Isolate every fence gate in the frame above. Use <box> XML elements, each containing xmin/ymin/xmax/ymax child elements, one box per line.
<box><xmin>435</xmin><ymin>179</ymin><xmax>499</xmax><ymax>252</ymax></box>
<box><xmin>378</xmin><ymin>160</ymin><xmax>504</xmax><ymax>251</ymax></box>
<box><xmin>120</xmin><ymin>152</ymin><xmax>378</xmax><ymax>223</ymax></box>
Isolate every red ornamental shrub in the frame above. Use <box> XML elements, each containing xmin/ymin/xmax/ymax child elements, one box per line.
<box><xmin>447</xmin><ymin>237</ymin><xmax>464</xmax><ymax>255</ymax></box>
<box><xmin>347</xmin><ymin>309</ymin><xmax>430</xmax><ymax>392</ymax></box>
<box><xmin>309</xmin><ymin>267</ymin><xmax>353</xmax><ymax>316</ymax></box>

■ Task to complete: Rewrite every line of the items above as a single numbered list, leaving out any blank lines.

■ Expected answer:
1. Isolate every fence gate in the frame above. Use <box> XML elements, each containing xmin/ymin/xmax/ymax child elements, one box per line.
2. <box><xmin>435</xmin><ymin>179</ymin><xmax>499</xmax><ymax>252</ymax></box>
3. <box><xmin>378</xmin><ymin>160</ymin><xmax>504</xmax><ymax>251</ymax></box>
4. <box><xmin>120</xmin><ymin>152</ymin><xmax>378</xmax><ymax>223</ymax></box>
5. Isolate every red ornamental shrub in the frame above. Use <box> XML elements, each containing xmin/ymin/xmax/ymax child elements, one box per line.
6. <box><xmin>447</xmin><ymin>237</ymin><xmax>464</xmax><ymax>255</ymax></box>
7. <box><xmin>347</xmin><ymin>309</ymin><xmax>430</xmax><ymax>392</ymax></box>
8. <box><xmin>309</xmin><ymin>267</ymin><xmax>353</xmax><ymax>316</ymax></box>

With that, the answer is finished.